• [EXERCISE PROMPT]: Reproduce exactly the lines from the one containing "hey so in the pic above can you find the snow-covered" through the last line of the records below, both included, and nothing else.

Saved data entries
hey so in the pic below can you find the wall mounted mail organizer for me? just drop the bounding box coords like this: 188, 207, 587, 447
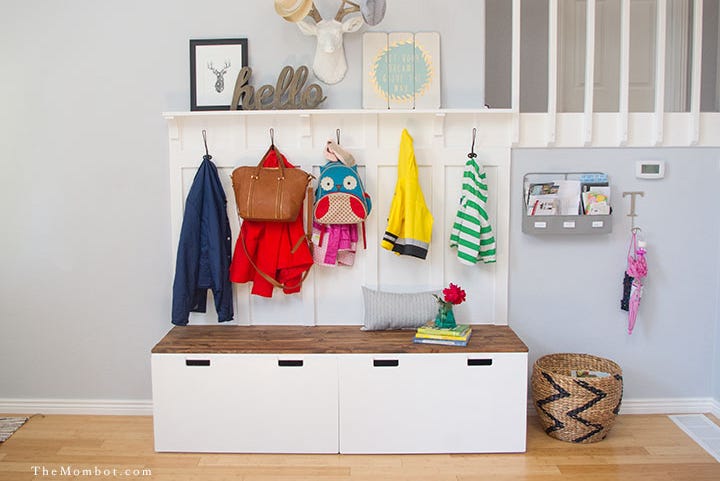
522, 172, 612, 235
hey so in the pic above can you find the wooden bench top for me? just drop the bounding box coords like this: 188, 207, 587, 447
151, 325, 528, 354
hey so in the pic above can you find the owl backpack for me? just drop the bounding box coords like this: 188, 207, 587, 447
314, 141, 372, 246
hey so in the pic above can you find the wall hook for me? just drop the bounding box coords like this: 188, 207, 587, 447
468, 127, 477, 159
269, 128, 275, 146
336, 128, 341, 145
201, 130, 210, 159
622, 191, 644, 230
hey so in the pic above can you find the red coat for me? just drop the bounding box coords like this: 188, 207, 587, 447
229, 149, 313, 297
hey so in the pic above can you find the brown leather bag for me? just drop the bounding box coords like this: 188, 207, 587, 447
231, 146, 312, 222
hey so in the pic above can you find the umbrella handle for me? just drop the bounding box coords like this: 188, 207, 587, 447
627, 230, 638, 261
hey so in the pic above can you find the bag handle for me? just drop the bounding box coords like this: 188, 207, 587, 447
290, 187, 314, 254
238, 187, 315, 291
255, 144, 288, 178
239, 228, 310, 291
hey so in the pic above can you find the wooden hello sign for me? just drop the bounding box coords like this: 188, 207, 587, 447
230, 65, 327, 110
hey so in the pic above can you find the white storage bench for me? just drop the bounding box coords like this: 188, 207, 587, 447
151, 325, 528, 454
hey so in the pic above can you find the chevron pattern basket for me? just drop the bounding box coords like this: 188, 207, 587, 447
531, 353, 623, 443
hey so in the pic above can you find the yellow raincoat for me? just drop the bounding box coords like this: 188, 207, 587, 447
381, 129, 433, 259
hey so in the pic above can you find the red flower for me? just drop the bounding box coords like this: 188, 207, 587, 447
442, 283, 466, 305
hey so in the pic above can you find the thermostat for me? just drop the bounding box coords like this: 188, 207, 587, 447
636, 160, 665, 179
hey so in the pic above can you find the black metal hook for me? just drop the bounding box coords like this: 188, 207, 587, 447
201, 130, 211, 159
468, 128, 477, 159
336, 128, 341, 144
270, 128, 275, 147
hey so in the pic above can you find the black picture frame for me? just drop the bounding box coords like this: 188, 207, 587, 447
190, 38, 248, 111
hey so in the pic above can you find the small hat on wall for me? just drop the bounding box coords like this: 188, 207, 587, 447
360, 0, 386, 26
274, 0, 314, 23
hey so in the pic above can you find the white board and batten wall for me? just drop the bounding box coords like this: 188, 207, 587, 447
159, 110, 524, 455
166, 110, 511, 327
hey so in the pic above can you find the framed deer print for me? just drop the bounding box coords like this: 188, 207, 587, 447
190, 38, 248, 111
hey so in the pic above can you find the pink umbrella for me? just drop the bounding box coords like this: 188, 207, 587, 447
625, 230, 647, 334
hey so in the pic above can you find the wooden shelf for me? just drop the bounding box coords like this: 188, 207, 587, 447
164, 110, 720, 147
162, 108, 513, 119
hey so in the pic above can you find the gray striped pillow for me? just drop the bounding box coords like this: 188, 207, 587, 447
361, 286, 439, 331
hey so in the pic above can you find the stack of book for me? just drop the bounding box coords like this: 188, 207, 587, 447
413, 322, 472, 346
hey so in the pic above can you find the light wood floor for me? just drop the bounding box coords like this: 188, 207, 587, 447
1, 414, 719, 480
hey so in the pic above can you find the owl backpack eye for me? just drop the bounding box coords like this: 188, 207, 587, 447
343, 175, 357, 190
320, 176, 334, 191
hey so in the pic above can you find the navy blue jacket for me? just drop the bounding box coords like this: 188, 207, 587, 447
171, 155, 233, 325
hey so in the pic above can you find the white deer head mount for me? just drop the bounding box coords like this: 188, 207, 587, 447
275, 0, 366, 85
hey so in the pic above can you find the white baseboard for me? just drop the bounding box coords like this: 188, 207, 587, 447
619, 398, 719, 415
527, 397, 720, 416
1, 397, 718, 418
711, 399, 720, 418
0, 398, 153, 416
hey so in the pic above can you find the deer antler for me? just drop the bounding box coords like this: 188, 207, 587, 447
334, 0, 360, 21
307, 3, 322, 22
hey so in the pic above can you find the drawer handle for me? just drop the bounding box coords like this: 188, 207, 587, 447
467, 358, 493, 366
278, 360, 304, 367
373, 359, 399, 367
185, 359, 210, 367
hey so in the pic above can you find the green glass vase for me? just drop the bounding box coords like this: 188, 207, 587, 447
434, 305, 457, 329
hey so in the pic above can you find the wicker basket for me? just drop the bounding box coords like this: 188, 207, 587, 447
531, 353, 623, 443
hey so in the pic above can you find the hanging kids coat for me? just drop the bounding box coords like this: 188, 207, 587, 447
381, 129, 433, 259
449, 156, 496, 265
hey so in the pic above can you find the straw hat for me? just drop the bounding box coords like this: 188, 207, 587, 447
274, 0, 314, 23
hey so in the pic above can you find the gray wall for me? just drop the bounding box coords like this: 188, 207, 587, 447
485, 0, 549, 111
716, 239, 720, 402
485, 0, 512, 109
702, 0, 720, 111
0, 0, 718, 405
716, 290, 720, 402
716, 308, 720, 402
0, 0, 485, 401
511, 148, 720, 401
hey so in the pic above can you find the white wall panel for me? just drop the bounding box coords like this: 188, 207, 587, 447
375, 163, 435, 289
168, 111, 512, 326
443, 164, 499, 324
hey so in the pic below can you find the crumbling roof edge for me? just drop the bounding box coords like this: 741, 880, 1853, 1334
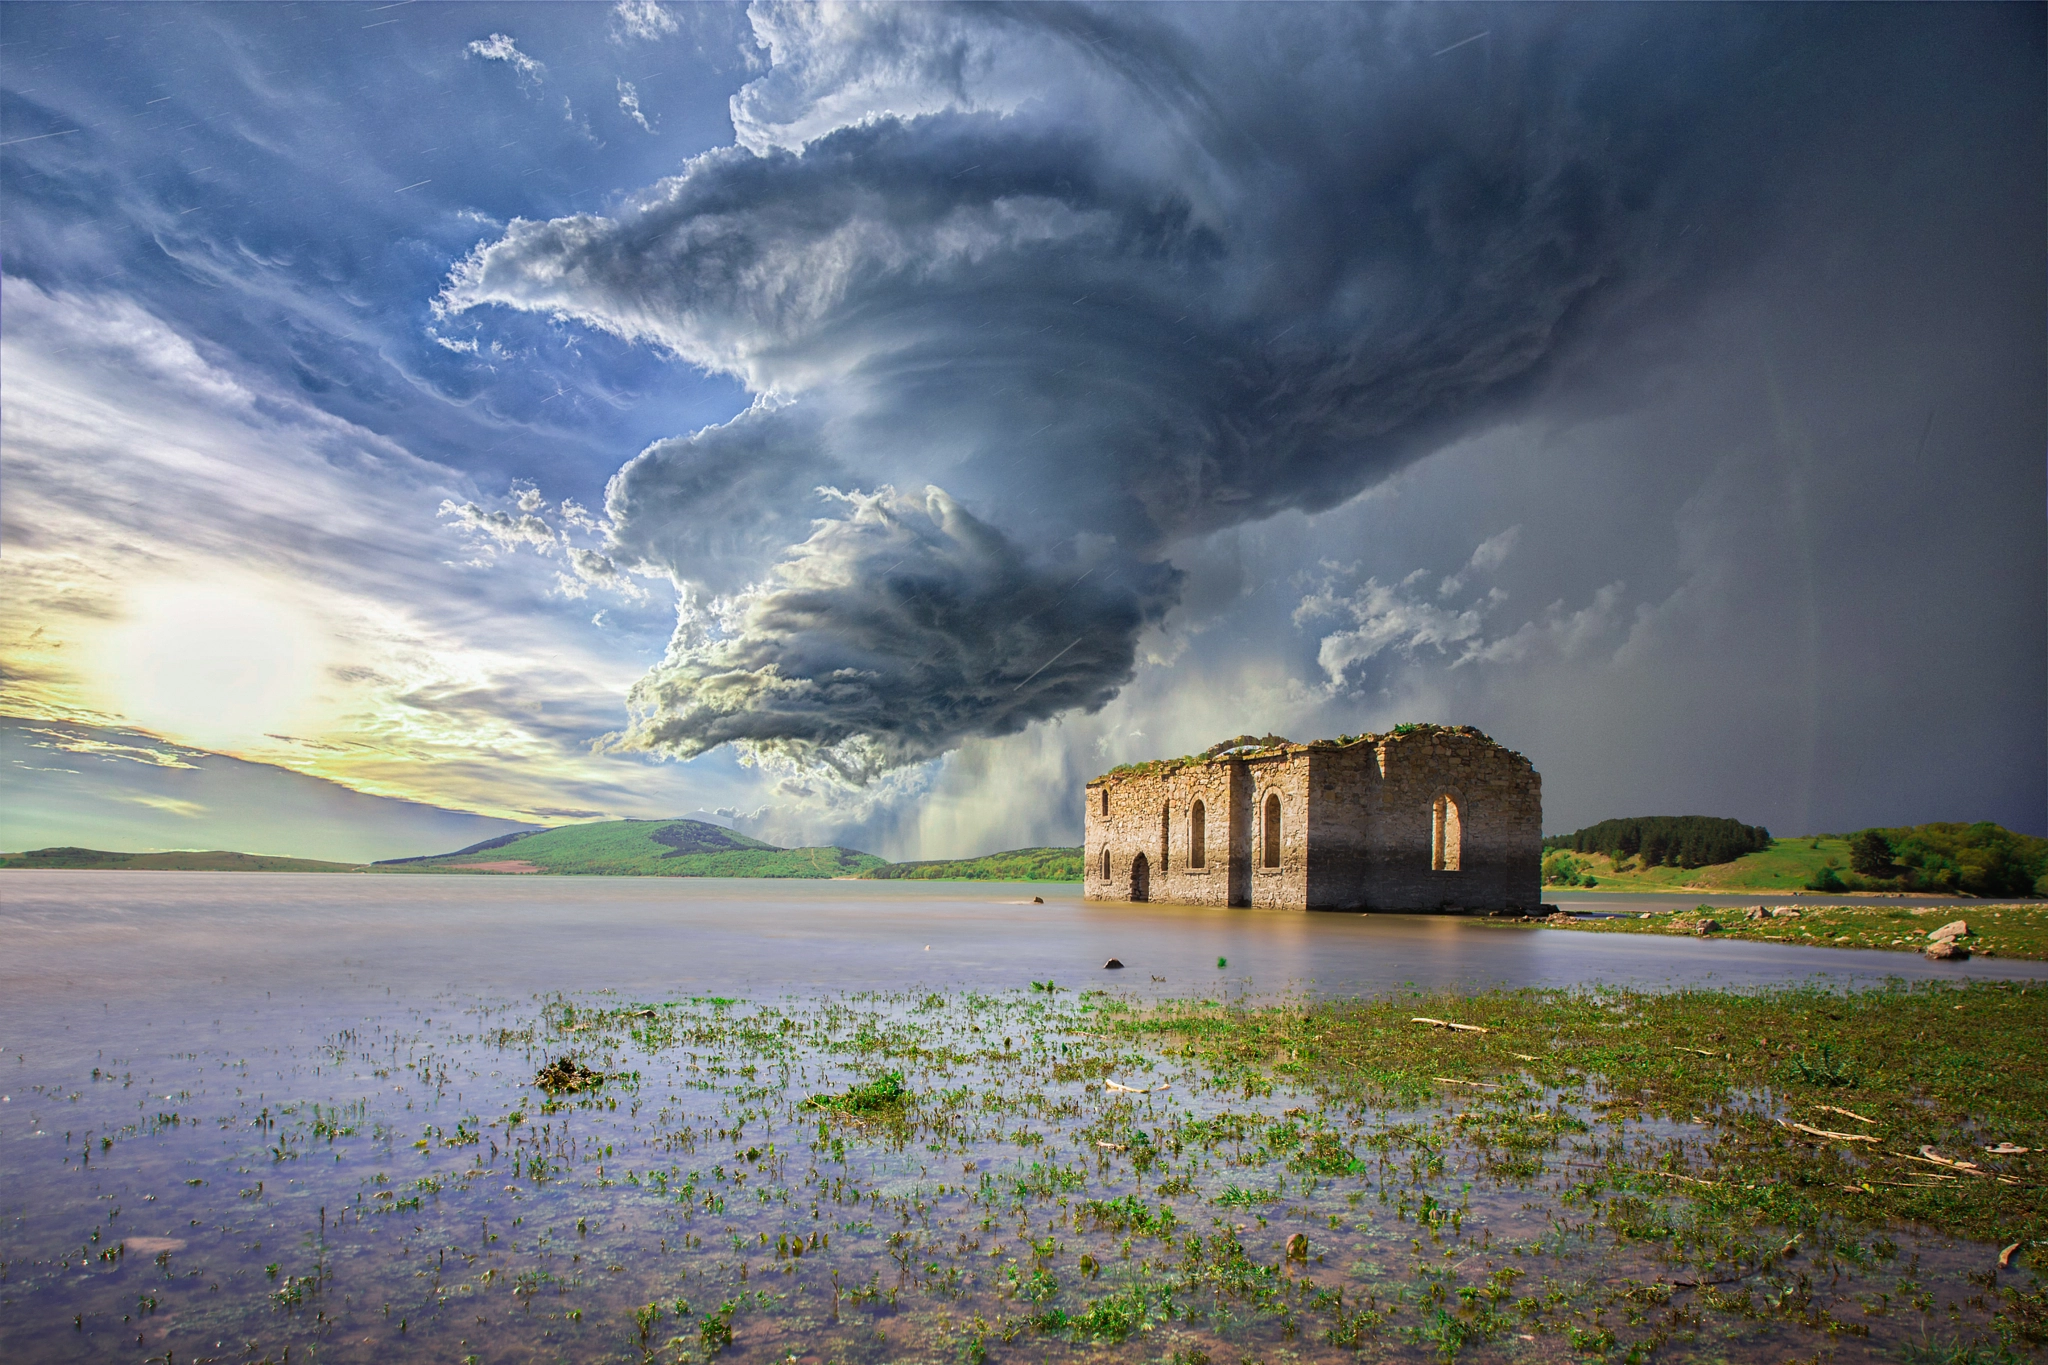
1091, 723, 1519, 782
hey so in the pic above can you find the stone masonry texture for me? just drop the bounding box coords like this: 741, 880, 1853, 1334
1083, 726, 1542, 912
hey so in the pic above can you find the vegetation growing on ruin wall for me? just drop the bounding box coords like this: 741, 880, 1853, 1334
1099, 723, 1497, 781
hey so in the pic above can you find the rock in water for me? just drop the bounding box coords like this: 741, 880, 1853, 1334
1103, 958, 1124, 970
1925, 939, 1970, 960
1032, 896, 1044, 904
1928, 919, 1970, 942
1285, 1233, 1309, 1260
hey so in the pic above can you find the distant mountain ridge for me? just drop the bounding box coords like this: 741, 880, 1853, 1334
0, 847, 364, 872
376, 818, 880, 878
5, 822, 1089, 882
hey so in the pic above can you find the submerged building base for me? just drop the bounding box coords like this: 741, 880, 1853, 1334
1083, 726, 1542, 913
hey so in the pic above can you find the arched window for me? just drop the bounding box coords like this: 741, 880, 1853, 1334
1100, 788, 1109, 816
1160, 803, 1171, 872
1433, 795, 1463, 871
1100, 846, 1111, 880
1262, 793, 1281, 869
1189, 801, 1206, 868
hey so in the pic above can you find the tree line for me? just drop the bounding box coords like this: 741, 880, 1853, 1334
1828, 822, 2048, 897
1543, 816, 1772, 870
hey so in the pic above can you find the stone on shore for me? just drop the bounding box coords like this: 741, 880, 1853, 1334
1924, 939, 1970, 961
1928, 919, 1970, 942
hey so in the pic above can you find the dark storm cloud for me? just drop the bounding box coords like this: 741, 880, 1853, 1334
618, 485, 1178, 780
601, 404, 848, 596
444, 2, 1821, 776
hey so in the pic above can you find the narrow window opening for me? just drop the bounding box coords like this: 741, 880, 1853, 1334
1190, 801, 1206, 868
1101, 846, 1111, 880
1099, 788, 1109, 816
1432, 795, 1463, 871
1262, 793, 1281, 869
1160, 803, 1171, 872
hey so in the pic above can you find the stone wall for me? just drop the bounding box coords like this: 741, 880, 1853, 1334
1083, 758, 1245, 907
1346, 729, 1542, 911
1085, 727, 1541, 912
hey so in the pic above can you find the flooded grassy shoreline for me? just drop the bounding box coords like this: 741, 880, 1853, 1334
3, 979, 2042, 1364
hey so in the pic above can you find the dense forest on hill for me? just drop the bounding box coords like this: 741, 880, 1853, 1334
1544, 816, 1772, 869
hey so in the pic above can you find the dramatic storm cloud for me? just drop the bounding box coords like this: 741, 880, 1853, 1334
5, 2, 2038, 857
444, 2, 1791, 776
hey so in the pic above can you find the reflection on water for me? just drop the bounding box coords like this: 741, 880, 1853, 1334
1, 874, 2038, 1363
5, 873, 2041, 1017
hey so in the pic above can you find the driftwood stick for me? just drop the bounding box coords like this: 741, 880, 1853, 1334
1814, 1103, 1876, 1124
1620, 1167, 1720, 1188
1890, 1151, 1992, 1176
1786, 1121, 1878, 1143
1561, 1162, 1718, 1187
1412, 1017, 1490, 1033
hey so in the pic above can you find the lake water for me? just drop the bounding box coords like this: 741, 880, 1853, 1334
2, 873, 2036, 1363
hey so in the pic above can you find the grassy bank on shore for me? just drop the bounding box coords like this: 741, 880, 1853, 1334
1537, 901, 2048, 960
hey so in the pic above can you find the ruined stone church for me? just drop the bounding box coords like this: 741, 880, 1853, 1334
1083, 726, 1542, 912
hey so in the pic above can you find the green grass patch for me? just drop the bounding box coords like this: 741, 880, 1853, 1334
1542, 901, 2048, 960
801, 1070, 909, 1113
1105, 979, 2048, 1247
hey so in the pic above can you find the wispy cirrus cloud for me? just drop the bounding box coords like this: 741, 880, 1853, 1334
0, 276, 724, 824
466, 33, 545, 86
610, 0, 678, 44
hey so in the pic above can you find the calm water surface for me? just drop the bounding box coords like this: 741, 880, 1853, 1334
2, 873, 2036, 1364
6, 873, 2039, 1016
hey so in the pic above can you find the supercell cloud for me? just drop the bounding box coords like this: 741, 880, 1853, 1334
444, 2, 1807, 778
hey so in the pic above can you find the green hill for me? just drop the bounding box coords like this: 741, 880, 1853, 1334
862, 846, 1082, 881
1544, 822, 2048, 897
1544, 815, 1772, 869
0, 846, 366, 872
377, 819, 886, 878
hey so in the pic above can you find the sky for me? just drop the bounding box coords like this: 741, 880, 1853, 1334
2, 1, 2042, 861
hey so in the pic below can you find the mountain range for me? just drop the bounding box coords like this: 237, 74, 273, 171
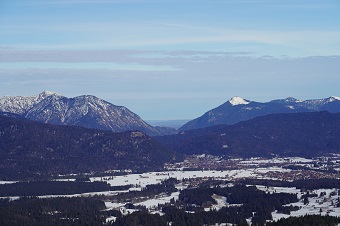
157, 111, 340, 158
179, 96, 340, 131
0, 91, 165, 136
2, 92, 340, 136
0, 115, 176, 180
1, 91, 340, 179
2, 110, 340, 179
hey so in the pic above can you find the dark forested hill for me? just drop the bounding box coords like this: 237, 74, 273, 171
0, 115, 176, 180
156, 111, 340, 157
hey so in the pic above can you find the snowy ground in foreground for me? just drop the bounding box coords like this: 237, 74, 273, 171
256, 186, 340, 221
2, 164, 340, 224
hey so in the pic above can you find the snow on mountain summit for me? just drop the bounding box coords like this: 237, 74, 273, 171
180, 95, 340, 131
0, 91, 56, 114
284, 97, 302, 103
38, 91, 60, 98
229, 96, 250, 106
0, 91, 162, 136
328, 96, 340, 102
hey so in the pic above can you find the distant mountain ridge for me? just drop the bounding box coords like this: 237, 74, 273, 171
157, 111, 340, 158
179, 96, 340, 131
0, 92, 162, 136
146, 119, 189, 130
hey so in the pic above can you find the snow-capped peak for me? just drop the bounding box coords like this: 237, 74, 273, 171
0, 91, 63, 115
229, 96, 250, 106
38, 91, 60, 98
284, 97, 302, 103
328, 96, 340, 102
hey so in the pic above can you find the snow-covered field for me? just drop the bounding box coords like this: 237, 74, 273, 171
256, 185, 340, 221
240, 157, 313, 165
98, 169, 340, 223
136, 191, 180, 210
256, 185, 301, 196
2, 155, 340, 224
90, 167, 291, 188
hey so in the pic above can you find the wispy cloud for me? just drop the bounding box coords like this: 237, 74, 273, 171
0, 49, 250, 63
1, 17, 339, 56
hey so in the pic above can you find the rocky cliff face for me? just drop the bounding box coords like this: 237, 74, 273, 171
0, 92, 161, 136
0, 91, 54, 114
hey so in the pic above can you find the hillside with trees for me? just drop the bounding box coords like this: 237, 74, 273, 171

• [SOLUTION TO THIS PROBLEM]:
hey so in the pic above can you find the snow-covered field for me? just drop the bounding box coords like this: 237, 74, 273, 171
256, 185, 340, 221
240, 157, 313, 165
98, 169, 340, 223
136, 191, 180, 210
256, 185, 301, 196
2, 155, 340, 224
90, 167, 291, 188
hey so in the pic above can you find the wispy cloud for me? just drop the bounding box coords like this: 237, 74, 273, 171
0, 49, 250, 63
1, 17, 339, 56
hey so in the pic above can you find the rocky cliff face for me? just drop the bounding box coords like this: 237, 74, 273, 171
0, 92, 161, 136
0, 91, 54, 114
hey so in the pic above can you find the hillside with trees for me? just drop the bounding box coords like this: 237, 74, 273, 171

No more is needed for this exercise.